▸ MATERIAL SHOWN:

-------

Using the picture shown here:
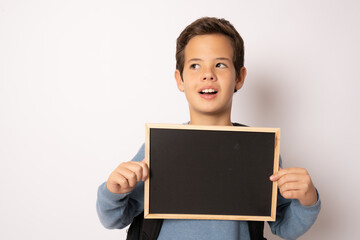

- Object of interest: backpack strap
[248,221,266,240]
[126,212,163,240]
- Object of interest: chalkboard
[144,124,280,221]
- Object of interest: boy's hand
[106,159,149,194]
[270,168,317,206]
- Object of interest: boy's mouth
[199,88,217,95]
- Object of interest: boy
[97,17,320,240]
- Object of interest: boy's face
[175,34,246,120]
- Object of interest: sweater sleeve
[268,157,321,240]
[96,145,144,229]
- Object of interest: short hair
[176,17,244,77]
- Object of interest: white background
[0,0,360,240]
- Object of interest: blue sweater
[96,145,321,240]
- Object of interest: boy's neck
[189,114,232,126]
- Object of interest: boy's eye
[216,63,226,68]
[190,63,200,69]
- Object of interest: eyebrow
[188,57,231,62]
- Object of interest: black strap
[126,212,163,240]
[248,221,266,240]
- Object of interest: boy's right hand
[106,159,149,194]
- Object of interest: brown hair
[176,17,244,77]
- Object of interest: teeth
[201,88,216,93]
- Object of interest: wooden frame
[144,124,280,221]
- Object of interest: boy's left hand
[270,168,317,206]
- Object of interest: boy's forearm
[269,192,321,239]
[96,182,130,229]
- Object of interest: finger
[277,174,302,188]
[279,182,306,193]
[106,172,129,193]
[122,162,143,182]
[270,168,308,181]
[121,168,138,188]
[280,190,302,199]
[135,158,149,181]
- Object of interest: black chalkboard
[145,124,279,221]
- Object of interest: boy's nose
[202,70,216,81]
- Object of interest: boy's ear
[175,69,184,92]
[235,67,247,91]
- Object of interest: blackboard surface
[145,125,279,220]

-------

▸ WHAT THE EXERCISE ASKS: Copy out the lines of the listing above word for word, beginning at the line that has "- Object of interest: brown hair" and stopping after the line that has "[202,70,216,81]".

▸ EXERCISE ANSWER:
- Object of interest: brown hair
[176,17,244,77]
- Object of interest: teeth
[201,88,216,93]
- Object of interest: wooden frame
[144,124,280,221]
- Object of interest: boy's left hand
[270,168,317,206]
- Object of interest: boy's forearm
[269,192,321,239]
[96,182,130,229]
- Object of interest: finger
[277,174,302,188]
[279,182,306,193]
[106,172,129,193]
[122,162,143,182]
[270,168,308,181]
[121,168,138,188]
[280,190,302,199]
[135,158,149,181]
- Object of interest: black chalkboard
[145,124,279,221]
- Object of interest: boy's nose
[202,70,216,81]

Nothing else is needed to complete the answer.